* [PROBLÈMES À RÉSOUDRE]:
[1] D'après le texte sur la santé mentale au travail, quelle proportion des entreprises a mis en place la semaine de quatre jours ?
[2] Poursuivez le texte sur la santé mentale au travail à partir de sa dernière phrase.

* [BLOC DE TEXTE]:
_ _ _ _
La semaine de quatre jours : remède aux besoins d’équilibre
Pour Laurent de la Clergerie, président du directoire de LDLC, le remède est clair : la semaine de quatre jours, testée et approuvée depuis 2021. Il confiait récemment les mérites de son système à Décideurs RH : "Les effets ont été bien au-delà de ce que j’imaginais : grâce à cette pause hebdomadaire de trois jours qui garantit un équilibre de vie personnelle, on travaille bien mieux, beaucoup plus et en moins de temps, pas parce qu’il y a de la pression, mais parce que la santé mentale est meilleure." Avec ce plan, son entreprise s’inscrit dans une stratégie d’accompagnement et privilégie la santé mentale de ses salariés, apportant une meilleure productivité et réduisant considérablement l’absentéisme. La semaine de quatre jours n’en finit pas de convaincre les entreprises, qui franchissent le pas : 5% d’entre elles ont mis en place cette nouvelle organisation. Jérémy Clédat, CEO et fondateur de Welcome To The Jungle, prône ce modèle comme étant inclusif et permettant d’améliorer la qualité de vie de ses salariés : "Tout le monde peut en bénéficier et cela nous permet d’être plus inclusifs car ce modèle est très favorable pour les parents, les aidants, les personnes malades, etc."
Des managers déprimés
D’après le baromètre Santé au travail de Malakoff Humanis, pour huit salariés sur dix, exercer sa profession est un plaisir. En revanche, c’est la manière de manager et de répartir la charge de travail qui est à revoir. Côté managers, leur fonction perd en attrait et semble troubler leur équilibre : en 2022, un quart des cadres estimait que leur santé mentale se dégradait sur les dernières années, selon une étude de l’Apec. Dans l’état actuel des choses, les managers se heurtent à plusieurs difficultés : administration de missions floues, mise en place de flex offices qui les éloignent de leurs équipes, manque de reconnaissance des salariés. En octobre 2021, le huitième baromètre d’Empreinte Humaine indiquait une détresse psychologique chez 38% des managers, dont 18% en burn-out suite, en grande partie, due à la crise sanitaire. Le management à la française, en retard sur la question du travail à distance, a dû se renouveler pour répondre aux attentes des salariés. Entre surcharge de travail et manque d’accompagnement de la part des organisations, les managers n’ont plus le temps, ni les moyens d’accompagner les équipes et de faire de la prévention. Comme l’explique Lydia Martin, psychologue du travail chez Alan Mind, pour Cadremploi, il est primordial de réformer les organisations pour en finir avec la dégradation de la santé mentale des cadres.
_ _ _ _
* [LISTE DES DONNÉES]:

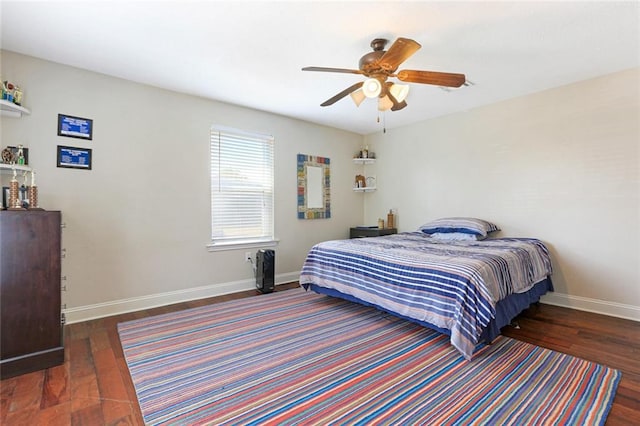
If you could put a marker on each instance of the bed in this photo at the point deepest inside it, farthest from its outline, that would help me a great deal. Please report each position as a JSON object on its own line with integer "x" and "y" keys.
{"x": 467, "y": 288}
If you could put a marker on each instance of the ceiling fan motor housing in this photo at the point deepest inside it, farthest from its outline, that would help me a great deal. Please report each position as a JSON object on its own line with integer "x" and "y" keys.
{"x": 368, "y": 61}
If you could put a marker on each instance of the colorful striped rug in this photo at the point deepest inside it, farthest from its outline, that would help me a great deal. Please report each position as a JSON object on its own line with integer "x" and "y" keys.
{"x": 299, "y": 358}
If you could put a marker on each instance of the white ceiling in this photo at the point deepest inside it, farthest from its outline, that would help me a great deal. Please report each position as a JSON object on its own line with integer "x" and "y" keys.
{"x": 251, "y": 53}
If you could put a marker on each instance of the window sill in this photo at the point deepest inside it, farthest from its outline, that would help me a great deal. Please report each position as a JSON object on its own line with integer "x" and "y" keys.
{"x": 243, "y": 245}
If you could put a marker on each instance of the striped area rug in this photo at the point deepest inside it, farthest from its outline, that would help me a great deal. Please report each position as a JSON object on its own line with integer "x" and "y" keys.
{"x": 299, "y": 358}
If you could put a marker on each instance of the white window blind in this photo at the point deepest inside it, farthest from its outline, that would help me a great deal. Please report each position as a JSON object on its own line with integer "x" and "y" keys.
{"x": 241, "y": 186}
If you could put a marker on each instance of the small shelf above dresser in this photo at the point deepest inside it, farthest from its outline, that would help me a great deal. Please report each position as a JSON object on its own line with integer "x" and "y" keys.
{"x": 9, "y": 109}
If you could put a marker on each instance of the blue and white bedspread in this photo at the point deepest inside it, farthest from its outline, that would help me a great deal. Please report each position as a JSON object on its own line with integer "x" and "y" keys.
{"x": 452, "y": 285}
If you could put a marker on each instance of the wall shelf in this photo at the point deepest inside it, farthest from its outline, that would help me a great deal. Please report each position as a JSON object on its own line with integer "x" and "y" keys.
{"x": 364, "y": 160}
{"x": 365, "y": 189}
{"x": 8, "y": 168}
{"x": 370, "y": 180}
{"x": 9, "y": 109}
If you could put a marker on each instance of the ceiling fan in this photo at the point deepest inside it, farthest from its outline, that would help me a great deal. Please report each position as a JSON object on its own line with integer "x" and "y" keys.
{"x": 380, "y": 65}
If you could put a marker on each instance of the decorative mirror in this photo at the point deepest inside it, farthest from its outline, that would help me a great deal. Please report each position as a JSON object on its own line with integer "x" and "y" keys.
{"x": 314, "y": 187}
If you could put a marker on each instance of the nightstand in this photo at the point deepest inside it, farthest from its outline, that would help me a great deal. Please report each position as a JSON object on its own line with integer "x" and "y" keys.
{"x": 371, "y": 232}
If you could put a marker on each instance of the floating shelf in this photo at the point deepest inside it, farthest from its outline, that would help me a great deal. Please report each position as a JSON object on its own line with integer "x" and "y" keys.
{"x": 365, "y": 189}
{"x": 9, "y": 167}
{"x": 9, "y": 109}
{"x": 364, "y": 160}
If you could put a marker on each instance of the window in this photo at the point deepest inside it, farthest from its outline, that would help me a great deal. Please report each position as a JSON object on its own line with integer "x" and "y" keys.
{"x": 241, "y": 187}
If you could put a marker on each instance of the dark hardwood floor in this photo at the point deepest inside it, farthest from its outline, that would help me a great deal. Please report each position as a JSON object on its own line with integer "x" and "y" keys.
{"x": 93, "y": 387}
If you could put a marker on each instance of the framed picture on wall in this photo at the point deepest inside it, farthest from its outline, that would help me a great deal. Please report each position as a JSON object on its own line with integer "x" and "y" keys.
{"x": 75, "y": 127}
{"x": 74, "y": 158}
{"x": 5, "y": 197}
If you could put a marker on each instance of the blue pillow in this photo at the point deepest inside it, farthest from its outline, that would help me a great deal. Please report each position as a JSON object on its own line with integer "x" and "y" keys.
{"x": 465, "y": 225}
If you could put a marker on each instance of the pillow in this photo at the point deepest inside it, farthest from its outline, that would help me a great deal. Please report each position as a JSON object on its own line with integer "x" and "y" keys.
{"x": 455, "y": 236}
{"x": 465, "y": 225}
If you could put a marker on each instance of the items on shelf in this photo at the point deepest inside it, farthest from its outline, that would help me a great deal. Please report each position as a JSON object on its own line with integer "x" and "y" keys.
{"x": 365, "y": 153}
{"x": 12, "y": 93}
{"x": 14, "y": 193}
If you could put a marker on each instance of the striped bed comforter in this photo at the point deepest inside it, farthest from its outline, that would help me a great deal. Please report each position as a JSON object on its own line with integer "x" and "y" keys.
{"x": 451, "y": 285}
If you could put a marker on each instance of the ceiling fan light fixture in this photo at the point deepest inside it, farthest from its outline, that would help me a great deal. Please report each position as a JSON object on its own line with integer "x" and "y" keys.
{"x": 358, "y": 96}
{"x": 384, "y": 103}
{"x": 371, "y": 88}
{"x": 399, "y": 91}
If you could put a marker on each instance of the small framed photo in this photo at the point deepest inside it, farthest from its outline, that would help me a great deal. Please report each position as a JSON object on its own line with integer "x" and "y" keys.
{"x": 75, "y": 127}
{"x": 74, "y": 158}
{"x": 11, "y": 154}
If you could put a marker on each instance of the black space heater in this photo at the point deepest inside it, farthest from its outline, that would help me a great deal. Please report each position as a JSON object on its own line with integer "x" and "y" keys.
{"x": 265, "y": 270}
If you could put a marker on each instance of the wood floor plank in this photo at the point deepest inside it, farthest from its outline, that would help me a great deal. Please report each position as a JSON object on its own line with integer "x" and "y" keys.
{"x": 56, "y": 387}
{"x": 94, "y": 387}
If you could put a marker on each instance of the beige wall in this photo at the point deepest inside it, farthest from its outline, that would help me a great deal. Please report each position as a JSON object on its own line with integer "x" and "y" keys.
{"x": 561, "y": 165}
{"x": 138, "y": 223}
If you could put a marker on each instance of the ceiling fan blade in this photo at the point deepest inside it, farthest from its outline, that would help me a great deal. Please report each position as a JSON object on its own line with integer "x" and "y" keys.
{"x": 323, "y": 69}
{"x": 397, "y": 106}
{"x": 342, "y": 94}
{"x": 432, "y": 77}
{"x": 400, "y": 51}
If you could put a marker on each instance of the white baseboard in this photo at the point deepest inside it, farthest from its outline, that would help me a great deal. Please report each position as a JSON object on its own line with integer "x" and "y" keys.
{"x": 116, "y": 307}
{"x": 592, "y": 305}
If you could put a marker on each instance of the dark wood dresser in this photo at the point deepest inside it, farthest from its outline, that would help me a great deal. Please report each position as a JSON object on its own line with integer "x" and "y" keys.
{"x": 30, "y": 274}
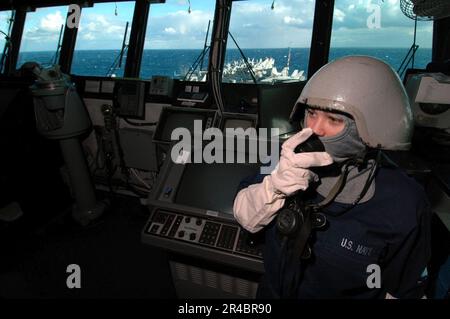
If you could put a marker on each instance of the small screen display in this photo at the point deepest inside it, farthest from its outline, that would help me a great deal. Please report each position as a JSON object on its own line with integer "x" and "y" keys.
_ _ _ _
* [RÉPONSES CI-DESSOUS]:
[1] 5 % des entreprises.

[2]
Selon le baromètre d’Empreinte Humaine, sept entreprises sur dix estiment qu’elles devraient faire davantage en matière de prévention de risques psychosociaux. Une sensibilité, encore trop peu développée, qui est perçue comme essentielle pour devenir manager, pour huit salariés sur dix. Bien former les managers de demain est l’enjeu principal pour les entreprises. Aujourd’hui, la grande majorité des collaborateurs préfèrent travailler dans un environnement plus sain et gagner moins, véritable tremplin pour les entreprises qui n’hésitent pas à miser sur la santé mentale de leurs salariés. Dans le contexte actuel, il est temps d’agir pour les chefs d’entreprise.